▸ **Zadanie pisemne**:
Proszę streścić recenzję mangi Saga Winlandzka w dwóch zdaniach.
------ Blok tekstu
Wikingowie na pokład – recenzja mangi Saga Winlandzka tom 1

Saga Winlandzka tom 1 - recenzja mangi

Z chwilą pojawienia się na naszym rynku mangi Saga Winlandzka tom 1, na twarzach osób zafascynowanych wikingami pojawił się szeroki uśmiech zadowolenia. Była to również doskonała okazja dla samego autora Makoto Yukimury, aby jeszcze mocniej przypodobać się rodzimemu czytelnikowi. Od tego momentu minęły trzy lata, a tytuł nadal jest niekwestionowanym królem mangi historycznej, po którą nie tylko warto sięgnąć, co należy to zrobić, jeśli ktoś zalicza się do grona miłośników naprawdę dobrze napisanych i narysowanych komiksów.

Zarys fabuły

Głównym bohaterem pierwszego tomu jest młody chłopak Thorfinn, którego morderczy wzrok zdradza morze buzujących w nim emocji. Młodziak jako podwładny Askeladda bierze udział w oblężeniu i zdobyciu twierdzy bronionej przez Franków. Chwila zdobycia fortecy to dla niego doskonała okazja, aby wyzwać przywódcę na honorowy pojedynek, z którego zwycięsko może wyjść tylko jeden wojownik. Powody jego zachowania zostają wyjaśnione niedługo później, kiedy to komiks przenosi nas dziesięć lat wstecz do małej osady wikingów na Islandii, gdzie chłopak żyje wraz ze swoją rodziną. Jego idolem i wzorem do naśladowania jest jego ojciec Thors, będący przywódcą wioski. Beztroskie dzieciństwo Thorfinna kończy się pewnego dnia, kiedy do jego osady przybywa łódź pełna wojowników. Jego ojciec zostaje wezwany do udziału w wielkiej wyprawie, z której nikt nie ma prawa zrezygnować. Niestety z wyniku niegodnych wojownika intryg ginie on ratując swojego syna, który poprzysięga zemstę na sprawcy tego wydarzenia (którym był Askeladd).
------------
------ Dane
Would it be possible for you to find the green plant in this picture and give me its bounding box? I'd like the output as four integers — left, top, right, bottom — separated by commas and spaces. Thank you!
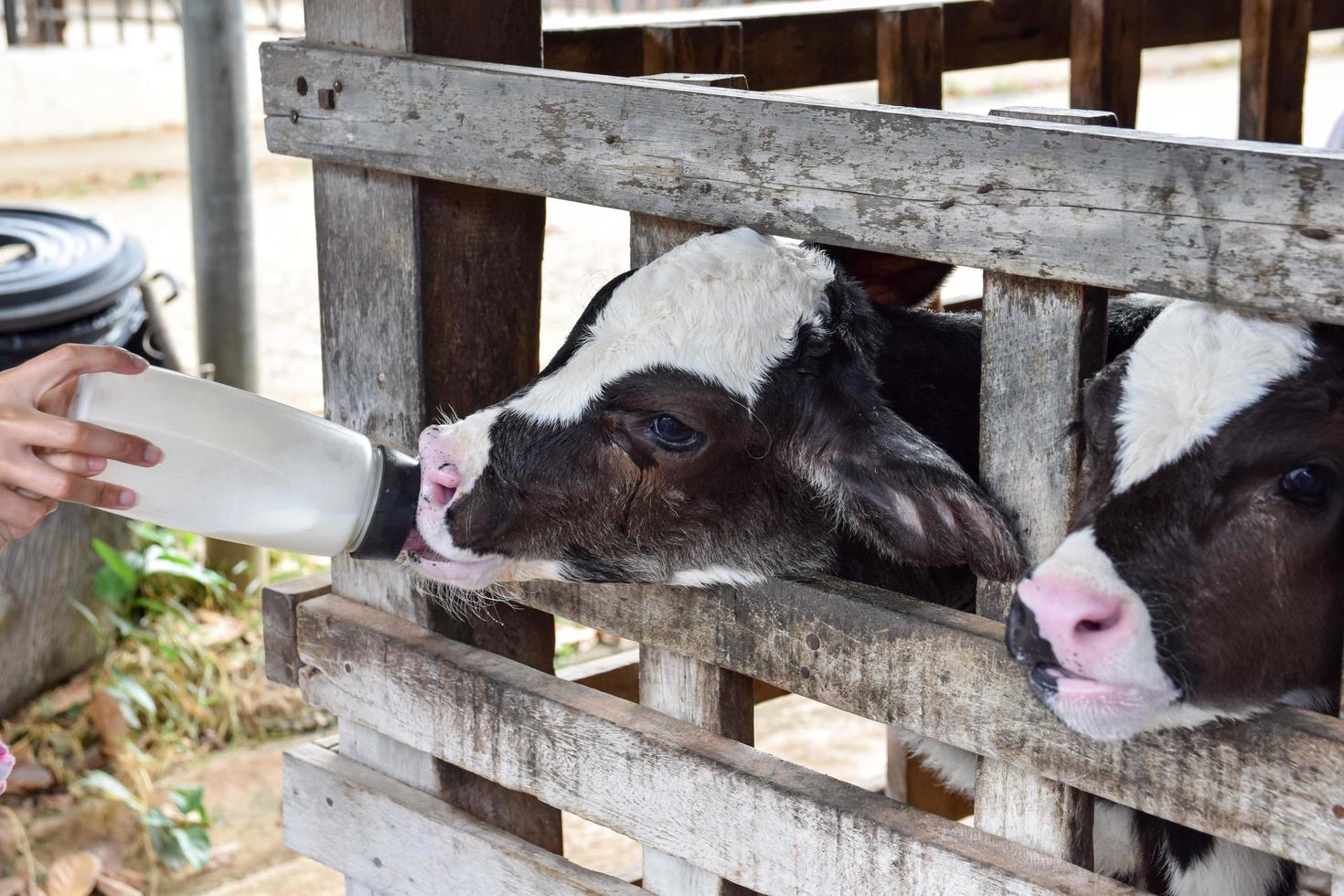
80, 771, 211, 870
------------
▸ **Wynik zadania**:
Recenzja uznaje pierwszy tom mangi Saga Winlandzka autorstwa Makoto Yukimury za niekwestionowanego króla mangi historycznej, po który powinni sięgnąć miłośnicy dobrze napisanych i narysowanych komiksów. Bohaterem tomu jest młody Thorfinn, który jako podwładny Askeladda wyzywa go na pojedynek, a cofnięcie akcji o dziesięć lat ukazuje, że poprzysiągł mu zemstę za śmierć swojego ojca Thorsa, przywódcy islandzkiej osady wikingów.